(Entries taken from a collection)
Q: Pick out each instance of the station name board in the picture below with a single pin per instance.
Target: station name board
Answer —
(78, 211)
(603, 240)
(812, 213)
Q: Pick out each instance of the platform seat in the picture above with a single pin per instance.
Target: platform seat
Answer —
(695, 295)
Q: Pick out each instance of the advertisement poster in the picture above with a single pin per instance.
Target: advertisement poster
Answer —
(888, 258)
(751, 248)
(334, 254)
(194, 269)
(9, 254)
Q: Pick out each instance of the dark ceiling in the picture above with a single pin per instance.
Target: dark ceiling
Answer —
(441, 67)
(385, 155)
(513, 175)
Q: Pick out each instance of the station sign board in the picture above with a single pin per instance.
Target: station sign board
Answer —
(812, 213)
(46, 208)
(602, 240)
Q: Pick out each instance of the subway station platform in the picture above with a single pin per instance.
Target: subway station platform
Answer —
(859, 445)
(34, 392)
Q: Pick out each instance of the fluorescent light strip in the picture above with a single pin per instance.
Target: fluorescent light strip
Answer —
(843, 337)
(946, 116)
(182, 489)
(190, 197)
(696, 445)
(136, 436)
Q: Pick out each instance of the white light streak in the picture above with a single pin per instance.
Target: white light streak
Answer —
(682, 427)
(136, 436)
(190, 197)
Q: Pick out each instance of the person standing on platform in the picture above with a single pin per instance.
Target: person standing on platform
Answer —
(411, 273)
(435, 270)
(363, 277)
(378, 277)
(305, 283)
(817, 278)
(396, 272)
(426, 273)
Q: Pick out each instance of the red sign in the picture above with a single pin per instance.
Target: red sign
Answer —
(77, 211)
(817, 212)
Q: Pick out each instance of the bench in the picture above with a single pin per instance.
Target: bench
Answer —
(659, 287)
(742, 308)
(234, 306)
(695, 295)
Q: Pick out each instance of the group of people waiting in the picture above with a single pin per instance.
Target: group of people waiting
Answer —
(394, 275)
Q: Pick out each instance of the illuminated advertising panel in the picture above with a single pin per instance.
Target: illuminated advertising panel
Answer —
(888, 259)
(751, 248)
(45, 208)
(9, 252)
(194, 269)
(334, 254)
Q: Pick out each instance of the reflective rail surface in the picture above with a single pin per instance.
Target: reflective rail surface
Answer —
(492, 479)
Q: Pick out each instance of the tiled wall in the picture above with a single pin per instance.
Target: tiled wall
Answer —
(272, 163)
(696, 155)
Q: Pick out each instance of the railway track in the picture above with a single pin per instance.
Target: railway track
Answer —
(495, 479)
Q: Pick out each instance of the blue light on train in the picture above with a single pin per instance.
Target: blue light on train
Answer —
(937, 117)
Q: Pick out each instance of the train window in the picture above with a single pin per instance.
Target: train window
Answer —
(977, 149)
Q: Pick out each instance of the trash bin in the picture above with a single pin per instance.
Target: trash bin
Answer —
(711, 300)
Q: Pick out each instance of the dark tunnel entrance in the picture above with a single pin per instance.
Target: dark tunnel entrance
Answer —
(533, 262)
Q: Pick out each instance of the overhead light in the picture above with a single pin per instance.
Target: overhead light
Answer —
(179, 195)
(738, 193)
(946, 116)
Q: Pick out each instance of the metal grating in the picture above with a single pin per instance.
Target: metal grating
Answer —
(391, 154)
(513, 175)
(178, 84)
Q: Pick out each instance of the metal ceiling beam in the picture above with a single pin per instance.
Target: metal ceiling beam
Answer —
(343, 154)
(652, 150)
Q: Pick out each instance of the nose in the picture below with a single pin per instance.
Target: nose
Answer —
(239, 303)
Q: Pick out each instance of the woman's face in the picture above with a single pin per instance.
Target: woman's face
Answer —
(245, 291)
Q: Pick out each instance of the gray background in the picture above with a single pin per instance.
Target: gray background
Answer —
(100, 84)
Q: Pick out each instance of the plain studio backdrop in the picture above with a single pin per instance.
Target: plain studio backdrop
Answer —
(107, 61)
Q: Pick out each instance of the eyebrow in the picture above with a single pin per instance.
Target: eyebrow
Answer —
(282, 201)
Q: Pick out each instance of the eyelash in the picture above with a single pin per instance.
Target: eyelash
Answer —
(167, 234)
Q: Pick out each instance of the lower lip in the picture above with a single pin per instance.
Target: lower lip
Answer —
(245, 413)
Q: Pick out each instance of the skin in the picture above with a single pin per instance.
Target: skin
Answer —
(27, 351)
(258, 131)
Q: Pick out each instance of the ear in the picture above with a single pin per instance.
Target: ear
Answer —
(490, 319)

■ Problem ■
All records shown above are to be output exactly.

■ Response area ■
Q: Pick out each instance of the station name board in the picture below with a single pin per instance.
Target: station name board
Answer —
(78, 211)
(603, 240)
(812, 213)
Q: Pick out each instance of the platform seat in the picture above with a single pin per instance.
Target: platform seat
Answer —
(695, 295)
Q: Pick out each instance of the advertisement poster in the picture above with a single pin per instance.
Target: advertisement poster
Answer —
(888, 258)
(751, 248)
(334, 254)
(194, 269)
(9, 254)
Q: Pick out each instance of the dark ceiling in the picture above with a single pin per instance.
Target: dark ceiling
Answer —
(441, 67)
(385, 155)
(513, 175)
Q: Pick out each instance of the station sign board in the picture above with a single pin per instance.
Target: station sign board
Answer —
(812, 213)
(46, 208)
(602, 240)
Q: Pick out each instance of the subway station platform in the picture above with a single pin per instance.
Target: subway station platform
Answer —
(859, 445)
(34, 392)
Q: Pick out each instance of the fluorescent light strip in the picture above with a single pin per instance.
Target: fluorescent light strip
Answer —
(843, 337)
(946, 116)
(182, 489)
(190, 197)
(696, 445)
(136, 436)
Q: Pick out each instance of the white light streak in the picture above with a single pin per instance.
Target: white light streak
Answer —
(682, 427)
(136, 436)
(190, 197)
Q: Pick out each instance of the person standing on platform in the picture above with a single pin per instance.
Target: person standing on platform
Answer —
(411, 273)
(435, 270)
(363, 277)
(378, 277)
(305, 283)
(817, 278)
(396, 272)
(426, 273)
Q: Pick out each instance of the red sign in the picture above with a single pin per instance.
Target: red sign
Answer —
(77, 211)
(817, 212)
Q: Pick out each instance of the bench in the picture above with a single pin per instance.
Target: bench
Answer —
(659, 287)
(742, 308)
(234, 306)
(695, 295)
Q: Pick out each instance of the group of people waiting in the picture above with a single pin per instance.
Target: group of people waiting
Answer —
(394, 275)
Q: Pick out each instance of the illuminated advertising panel in the picture above with a single pin per instance.
Target: illuminated advertising panel
Answer —
(888, 259)
(751, 248)
(45, 208)
(9, 252)
(194, 269)
(334, 254)
Q: Pick out each instance of the reflective rail surface in the picture above with a single pin per instance.
Target: reflective rail surface
Answer —
(492, 479)
Q: Pick out each instance of the tiled wall in the picture above with a single pin per instance.
Target: tiled wall
Answer —
(272, 163)
(696, 155)
Q: Pick out each instance of the railway track in the picture above with a single pin per instance.
Target: railway track
Answer —
(495, 479)
Q: Pick out each instance of the blue light on train in the picture above with a single pin per instance.
Target: blue light on train
Answer —
(937, 117)
Q: Pick out each instance of the train window in the picture above with a single pin per instance.
Target: train window
Answer —
(977, 149)
Q: Pick out each instance of the trash bin in the picture above with a single pin per instance.
Target: trash bin
Answer —
(711, 300)
Q: Pick out each instance of the dark tunnel entrance in the picture above with a single pin per instance.
Target: dark tunnel entrance
Answer —
(533, 262)
Q: Pick out each instance of the overhead light in the picture above with a single pin per instance.
Target: overhead light
Answer —
(179, 195)
(738, 193)
(946, 116)
Q: Pick out each instance of the metal grating in the picture above with a single pin per instance.
Target: metal grating
Answer —
(391, 154)
(513, 175)
(178, 84)
Q: Pick out each instance of the metal ceiling beam in the picture above with a single pin per instance.
Target: metal ceiling beam
Answer —
(343, 154)
(652, 150)
Q: Pick out each instance of the nose in the picture below with a single pin per instance.
Target: nose
Answer —
(239, 303)
Q: Pick out each instance of the woman's face in the picture above with a single pin per instance.
Target: woman's face
Answer —
(245, 291)
Q: Pick out each instance of the gray background in the picture above with a single pin per instance.
Target: gray background
Answer —
(100, 84)
Q: Pick out each instance of the plain studio backdrop in the picture above with a single pin per instance.
Target: plain studio backdrop
Answer —
(107, 61)
Q: Pick out each instance of the eyebrow in the picture above with a single pin per instance.
Target: eyebrow
Answer —
(282, 201)
Q: Pick out each instance of the eyelash in the picture above with a single pin per instance.
Target: eyelash
Answer —
(167, 234)
Q: Pick out each instance of the lower lip in the picture above with a single pin per instance.
Target: lower lip
Answer —
(245, 413)
Q: Pick out each instance of the skin in the picture above with a single pin per instance.
Target: skin
Answer —
(27, 351)
(258, 131)
Q: Pick out each instance of the ear in the picture above with a single pin per instance.
Target: ear
Answer —
(490, 319)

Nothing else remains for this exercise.